Quoted passage:
Maxim Updates

Logging and observability overhaul, MCP gateway, Evals on file attachments, and more

December 2025 - Updates

🎙️ Feature spotlight

🔀 Collaborative conflict resolution for Prompt changes

To help teams collaborate on prompts without accidentally overwriting each other’s work, we’ve introduced session conflict resolution in the prompt playground. Here’s what’s new:

You’ll now land on your last active session instead of the prompt’s latest session.
If there are newer sessions with changes that differ from yours, you’ll see an indicator next to the prompt name in the header, allowing you to review and merge updates.
The Merge Changes page allows you to inspect each conflicting change and decide whether to keep your version or accept incoming updates.

Conflicts can be resolved immediately or deferred until a prompt version is published, ensuring the final prompt includes all relevant changes from you and your teammates. (Read docs)

Maxim prompt conflict resolution interface showing side-by-side comparison with Accept current and Accept incoming options

📈 Logging and observability infrastructure overhaul

We’ve made significant improvements to the core infrastructure behind logging and observability, removing major latency bottlenecks.

With the new log ingestion system, ingestions are substantially faster and more stable, eliminating backlogs during high-throughput spikes, even when logs arrive out of order. Logs are now available for analysis much sooner, including during peak traffic.

We’ve also improved how the system scales and processes work under heavy load. Now, log processing scales automatically with demand and isolates workloads from one another. The result is more consistent processing times, better reliability at scale, and no impact from one customer’s heavy load on another – keeping your observability data timely and dependable as usage grows.

🧑‍⚖️ External human annotation of logs

You can now send production logs to external human raters via email for annotation. With this release, you can filter and select specific traces or sessions from production, attach evaluators, and route them to external domain experts for review.

Using the dedicated external annotator dashboard, raters get a focused interface to add scores, comments, and rewritten outputs, while teams can control whether to share full traces or only top-level inputs and outputs. All annotations flow back into Maxim, making it easy to analyze human feedback, scale human-in-the-loop evaluation on real production data, and reuse annotated logs for test data curation and agent improvement.

Human evaluation setup modal with options to annotate on logs dashboard or send via email to external raters for annotation

📎 Run evaluations on attachments

You can now run evals directly on file attachments across Maxim. This extends evaluator capabilities beyond text-only parameters (inputs, outputs, etc.), allowing evaluators to consume raw attachments – such as PDFs, images, or audio files – as part of the evaluation input, enabling multimodal evaluation workflows.

Problems to solve:
**1)** Rewrite the part of the Maxim update that begins at the words "The Merge Changes" and stops after "major latency bottlenecks.", renaming "Merge Changes" to "Resolve Changes".
**2)** List the kinds of raw attachments that the Maxim update names as examples evaluators can consume.
**3)** Translate this sentence from the Maxim update into Spanish: "Logs are now available for analysis much sooner, including during peak traffic."
The material after this point is separate from the Maxim update.

Material shown:
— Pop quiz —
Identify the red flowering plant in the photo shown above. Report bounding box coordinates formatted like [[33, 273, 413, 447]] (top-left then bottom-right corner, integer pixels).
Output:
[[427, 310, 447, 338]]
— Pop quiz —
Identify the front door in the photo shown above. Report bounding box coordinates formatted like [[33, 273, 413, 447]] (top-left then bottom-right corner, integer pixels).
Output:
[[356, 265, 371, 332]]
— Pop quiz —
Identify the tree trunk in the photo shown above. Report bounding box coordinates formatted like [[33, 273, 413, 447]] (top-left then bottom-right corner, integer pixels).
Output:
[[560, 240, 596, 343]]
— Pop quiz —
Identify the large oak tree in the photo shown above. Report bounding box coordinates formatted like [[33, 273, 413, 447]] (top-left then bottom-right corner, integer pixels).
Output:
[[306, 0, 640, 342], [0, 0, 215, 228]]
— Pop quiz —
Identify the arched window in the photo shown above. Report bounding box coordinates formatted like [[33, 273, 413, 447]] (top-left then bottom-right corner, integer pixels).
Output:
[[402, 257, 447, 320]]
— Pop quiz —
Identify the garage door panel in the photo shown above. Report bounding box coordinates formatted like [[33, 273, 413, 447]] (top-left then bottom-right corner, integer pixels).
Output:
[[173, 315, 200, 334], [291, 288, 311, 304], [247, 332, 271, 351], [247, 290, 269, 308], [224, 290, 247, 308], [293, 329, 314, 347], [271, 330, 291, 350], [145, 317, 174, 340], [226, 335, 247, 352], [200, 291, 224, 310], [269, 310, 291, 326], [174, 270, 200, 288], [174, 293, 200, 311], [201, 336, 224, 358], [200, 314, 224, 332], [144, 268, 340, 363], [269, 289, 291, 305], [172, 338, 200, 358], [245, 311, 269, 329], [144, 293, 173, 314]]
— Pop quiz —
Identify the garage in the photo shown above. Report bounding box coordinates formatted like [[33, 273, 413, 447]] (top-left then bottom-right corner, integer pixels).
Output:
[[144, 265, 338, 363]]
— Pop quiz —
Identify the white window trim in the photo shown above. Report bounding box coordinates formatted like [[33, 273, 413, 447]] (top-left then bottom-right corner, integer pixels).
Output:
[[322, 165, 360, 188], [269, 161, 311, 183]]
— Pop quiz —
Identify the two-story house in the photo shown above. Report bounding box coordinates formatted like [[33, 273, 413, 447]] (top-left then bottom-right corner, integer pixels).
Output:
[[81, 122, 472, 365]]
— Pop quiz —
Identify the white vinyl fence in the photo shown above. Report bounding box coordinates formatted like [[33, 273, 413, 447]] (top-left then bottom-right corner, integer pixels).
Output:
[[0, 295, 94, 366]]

Results for the exercise:
**1)**
The Resolve Changes page allows you to inspect each conflicting change and decide whether to keep your version or accept incoming updates.

Conflicts can be resolved immediately or deferred until a prompt version is published, ensuring the final prompt includes all relevant changes from you and your teammates. (Read docs)

Maxim prompt conflict resolution interface showing side-by-side comparison with Accept current and Accept incoming options

📈 Logging and observability infrastructure overhaul

We’ve made significant improvements to the core infrastructure behind logging and observability, removing major latency bottlenecks.

**2)** PDFs, images, audio files

**3)** Los registros ahora están disponibles para su análisis mucho antes, incluso durante los picos de tráfico.